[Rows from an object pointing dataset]
━━━━━━━━

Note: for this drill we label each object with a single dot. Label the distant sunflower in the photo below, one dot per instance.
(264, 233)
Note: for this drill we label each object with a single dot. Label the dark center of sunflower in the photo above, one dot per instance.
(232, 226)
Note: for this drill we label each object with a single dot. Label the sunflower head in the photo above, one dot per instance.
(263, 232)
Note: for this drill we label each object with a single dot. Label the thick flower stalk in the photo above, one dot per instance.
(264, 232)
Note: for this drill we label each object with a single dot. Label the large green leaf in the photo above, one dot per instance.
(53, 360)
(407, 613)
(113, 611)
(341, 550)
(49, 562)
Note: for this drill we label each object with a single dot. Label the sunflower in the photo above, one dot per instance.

━━━━━━━━

GIVEN PROBLEM:
Rewrite all the records above as a numbered list, leaving out any blank lines.

FULL ANSWER:
1. Note: for this drill we label each object with a single dot. Label the distant sunflower in the photo below, one dot per instance.
2. (264, 233)
3. Note: for this drill we label each object with a single dot. Label the dark center of sunflower in the photo above, one dot per instance.
4. (232, 226)
5. Note: for this drill we label each object with a single dot. Label the sunflower head in the photo above, one dot per instance.
6. (263, 232)
7. Note: for this drill we label each object with a single dot. Label the thick flower stalk in the photo above, one dot per instance.
8. (264, 232)
9. Note: for this drill we label each object with a single dot. Label the large green leaf in the photo above, one dot per instance.
10. (53, 360)
11. (407, 613)
12. (113, 611)
13. (341, 550)
14. (49, 562)
15. Note: for this drill we label each object with a single dot. Label the sunflower in the photo above, one dot per instance.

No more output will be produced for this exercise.